Reviewer #2: The general aim of Meyniel was to investigate whether confidence - formalized in terms of the precision of posterior predictive distributions of a Bayesian optimal model - modulates neural responses (MEG signal) evoked by surprising events during a learning task. A second and interrelated aim was to see whether confidence is associated with brain states (spectral power or pupil-linked arousal) and in turn, whether such confidence-weighted brain states are associated with surprise-evoked responses. The author found that confidence correlated with some evoked responses that overlapped in topography and time some responses associated with stimulus surprise (measured in terms of Shannon’s surprisal). Moreover, confidence was also associated with some brain states, namely, with tonic pupil size and with both pre- and post-stimulus onset alpha and beta power. These brain states were in turn associated with a surprise-evoked MEG signal response.

This is a very interesting and overall valuable study, and I think it could make an important contribution to contemporary literature on the predictive brain. To maximize its contribution, however, I think some conceptual and methodological issues should be addressed in a revision. I list these issues in the order in which they occurred to me.

Major comments:

1. The author was mainly interested in explore how confidence modulate surprise responses, an effect that is captured by their interaction. However, he states that their effect is theoretically mostly additive (lines 191-192). I think it is important to further argument this point: why is it theoretically mostly additive? Any reference? Why should the absence of an interaction not be considered a limit on the conclusion that surprise responses are dampened for higher confidence?

# Written task A
According to the reviewer's report, in terms of what measure was stimulus surprise quantified?
# Written task B
Duplicate the passage of the reviewer's report starting with "1. The author" and going on through "for higher confidence?".
# Written task C
Pick up the reviewer's report after its final sentence and continue it.

# Extracted entries
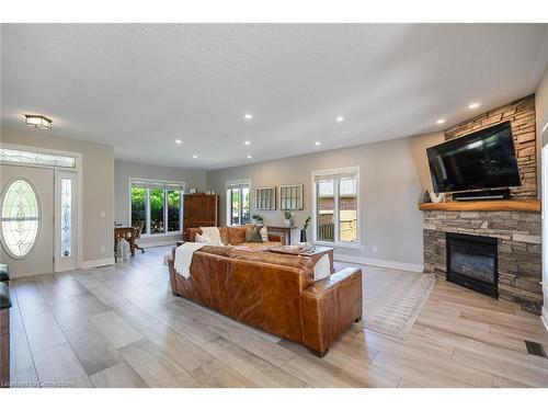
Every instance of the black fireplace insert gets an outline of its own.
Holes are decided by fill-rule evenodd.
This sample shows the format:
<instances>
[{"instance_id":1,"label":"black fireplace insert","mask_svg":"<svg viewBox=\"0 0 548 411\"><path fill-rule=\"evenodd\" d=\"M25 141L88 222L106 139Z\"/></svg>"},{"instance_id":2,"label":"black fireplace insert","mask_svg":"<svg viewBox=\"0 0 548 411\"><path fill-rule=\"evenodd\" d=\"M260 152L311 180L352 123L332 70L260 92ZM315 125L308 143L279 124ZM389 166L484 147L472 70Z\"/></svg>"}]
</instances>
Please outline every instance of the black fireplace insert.
<instances>
[{"instance_id":1,"label":"black fireplace insert","mask_svg":"<svg viewBox=\"0 0 548 411\"><path fill-rule=\"evenodd\" d=\"M447 281L499 297L496 238L447 232Z\"/></svg>"}]
</instances>

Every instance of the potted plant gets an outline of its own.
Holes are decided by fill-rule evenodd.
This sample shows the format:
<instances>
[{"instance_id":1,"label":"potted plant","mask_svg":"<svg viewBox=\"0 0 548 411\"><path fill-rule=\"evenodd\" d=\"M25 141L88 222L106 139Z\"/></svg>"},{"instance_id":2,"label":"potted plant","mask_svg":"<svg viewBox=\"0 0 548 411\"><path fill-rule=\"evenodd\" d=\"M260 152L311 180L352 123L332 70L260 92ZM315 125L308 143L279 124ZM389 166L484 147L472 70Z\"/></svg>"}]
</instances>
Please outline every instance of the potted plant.
<instances>
[{"instance_id":1,"label":"potted plant","mask_svg":"<svg viewBox=\"0 0 548 411\"><path fill-rule=\"evenodd\" d=\"M292 212L284 212L284 226L285 227L293 227L292 217L293 217Z\"/></svg>"},{"instance_id":2,"label":"potted plant","mask_svg":"<svg viewBox=\"0 0 548 411\"><path fill-rule=\"evenodd\" d=\"M308 216L307 219L305 220L305 224L302 224L302 228L300 230L300 242L307 242L307 228L311 219L312 217Z\"/></svg>"}]
</instances>

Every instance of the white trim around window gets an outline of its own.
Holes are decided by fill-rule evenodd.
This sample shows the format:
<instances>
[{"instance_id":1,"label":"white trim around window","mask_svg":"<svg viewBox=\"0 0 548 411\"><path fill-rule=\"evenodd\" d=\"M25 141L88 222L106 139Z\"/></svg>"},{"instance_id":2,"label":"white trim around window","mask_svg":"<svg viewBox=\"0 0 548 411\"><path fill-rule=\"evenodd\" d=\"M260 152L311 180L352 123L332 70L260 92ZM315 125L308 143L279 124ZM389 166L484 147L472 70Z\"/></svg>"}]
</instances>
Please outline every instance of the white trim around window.
<instances>
[{"instance_id":1,"label":"white trim around window","mask_svg":"<svg viewBox=\"0 0 548 411\"><path fill-rule=\"evenodd\" d=\"M318 208L318 199L317 199L317 180L318 178L334 178L336 181L341 176L344 175L355 175L356 178L356 198L357 198L357 210L356 210L356 219L357 219L357 241L347 242L339 240L339 184L334 184L334 241L323 241L318 240L318 217L317 217L317 208ZM346 167L341 169L330 169L330 170L317 170L312 171L311 183L310 183L310 203L311 203L311 214L312 214L312 241L315 244L319 246L328 246L328 247L336 247L336 248L349 248L349 249L359 249L362 248L362 196L361 196L361 186L359 186L359 165Z\"/></svg>"},{"instance_id":2,"label":"white trim around window","mask_svg":"<svg viewBox=\"0 0 548 411\"><path fill-rule=\"evenodd\" d=\"M150 233L150 193L147 191L147 202L145 205L145 214L146 214L146 233L141 233L141 238L160 238L160 237L169 237L169 236L179 236L182 233L183 226L183 194L185 192L185 182L184 181L170 181L170 180L152 180L152 179L138 179L138 178L129 178L127 185L127 195L128 195L128 218L129 226L133 225L132 221L132 187L133 186L142 186L144 189L163 189L163 221L164 229L163 232ZM180 203L179 203L179 230L176 231L168 231L168 196L165 191L168 190L179 190L181 192Z\"/></svg>"}]
</instances>

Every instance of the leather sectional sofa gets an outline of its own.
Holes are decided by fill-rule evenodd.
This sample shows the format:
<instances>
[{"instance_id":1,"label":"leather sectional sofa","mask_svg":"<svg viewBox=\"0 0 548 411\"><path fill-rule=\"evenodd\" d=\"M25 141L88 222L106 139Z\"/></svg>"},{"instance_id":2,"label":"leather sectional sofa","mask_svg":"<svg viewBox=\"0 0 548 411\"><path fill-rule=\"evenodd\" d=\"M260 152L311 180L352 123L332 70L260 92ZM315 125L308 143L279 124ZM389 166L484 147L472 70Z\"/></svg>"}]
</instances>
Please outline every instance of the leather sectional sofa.
<instances>
[{"instance_id":1,"label":"leather sectional sofa","mask_svg":"<svg viewBox=\"0 0 548 411\"><path fill-rule=\"evenodd\" d=\"M358 269L315 282L308 256L205 246L194 252L185 278L175 273L174 252L168 259L174 295L299 342L319 356L362 318Z\"/></svg>"}]
</instances>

# Right answer A
Shannon's surprisal

# Right answer B
1. The author was mainly interested in explore how confidence modulate surprise responses, an effect that is captured by their interaction. However, he states that their effect is theoretically mostly additive (lines 191-192). I think it is important to further argument this point: why is it theoretically mostly additive? Any reference? Why should the absence of an interaction not be considered a limit on the conclusion that surprise responses are dampened for higher confidence?

# Right answer C
2. The effect of confidence on MEG evoked responses seems little and, indeed, it does not reach statistical significance in the analysis whose results are shown in Fig 5B. I think this aspect should be explicitly mentioned in the text since this effect is at the core of the first goal of the study.

3. Previous studies have shown that behavioral and neural responses associated with the amount of surprise of a stimulus can be distinguished from responses associated with how much the internal model is updated (e.g., O’Reilly et al. PNAS 2013; Kobayashi & Hsu, JNeurosci 2017; Visalli et al., NeuroImage 2019). As also reported in the discussion, the precision of the posterior after trial t is also linked with how large is the divergence with the posterior at trial t+1. In other words, the precision is inversely related with the amount of updating (often measured using the Kullback-Leibler divergence). I was wondering why the author did not regress out also this updating measure in computing the corrected confidence (the Matlab code provided online also calculates the DKL). Moreover, I think that it would be interesting to see whether the confidence-modulated brain states are associated with or modulate possible DKL responses.

4. Linked to the previous point, in the discussion the author states that “Overall, the results indicate that changes in brain states indexed by beta-range power and neuromodulation, are related to differential responses to surprising stimuli, providing a mechanism for a dynamic confidence-weighting of learning”. However such link with learning is indirect and not directly tested in the study. I think this fact should be addressed in the Discussion section.

5. Different critical alpha for both cluster formation and cluster-level correction were used from one analysis to another. Which was the reason? I think that such choices need to be justified.

Minor comments:

6. In the methods I would better formalize and describe the regression models using formulas for each model and reporting the employed software. Moreover at lines 577-581, it is reported: “We often used the “residual” Bayes-optimal confidence as a predictor, which was computed by linearly regressing out the effect of prediction and predictability. More precisely, we estimated a multiple linear regression of the Bayes-optimal confidence, using as predictors the prediction itself (i.e. the Bayes-optimal estimate of the transition probability of the next stimulus, p(A)), its square and logarithm, log(p(A)) and log(p(B))”. However, predictability was defined at line 128 as the entropy of the prediction. What do square and log of p(A) refer to?

7. At line 152, the term “factor” is used to refer not only to the categorical variable (stimulus identity), but also to the continuous variables. I would use a more appropriate term, such as “predictor” or “regressor” in all the manuscript.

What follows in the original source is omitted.